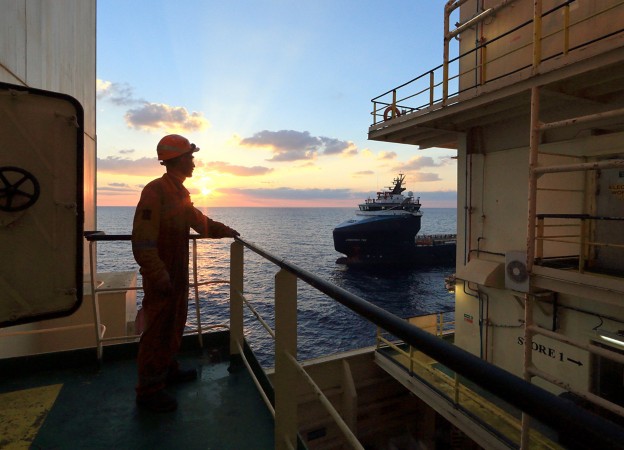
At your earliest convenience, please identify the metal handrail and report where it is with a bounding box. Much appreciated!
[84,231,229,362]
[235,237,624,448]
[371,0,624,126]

....

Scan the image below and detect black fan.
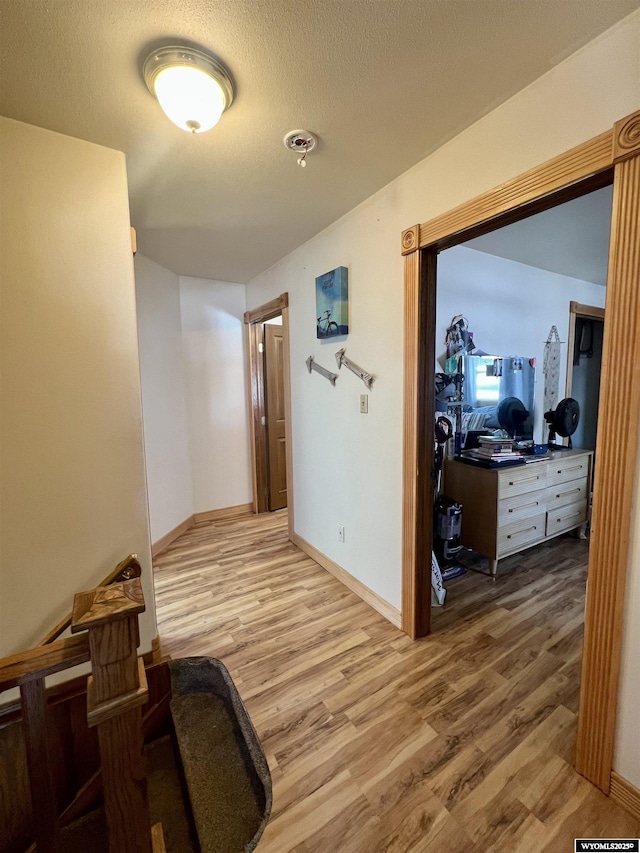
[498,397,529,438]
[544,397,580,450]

....

* Direction: Please rescale everything from the line containing "At your earliest" down to and including the line containing "[371,0,624,126]". Write out each of those lines again in full, multiplying every bounding box coordinate by 2.6 and rounding to the nearest whole number, with halves rounded up.

* Correct result:
At your earliest convenience, please identify the metal handrail and report where it is with a bounding box. Much appreciated!
[218,601,595,941]
[611,616,1622,1165]
[965,0,1622,328]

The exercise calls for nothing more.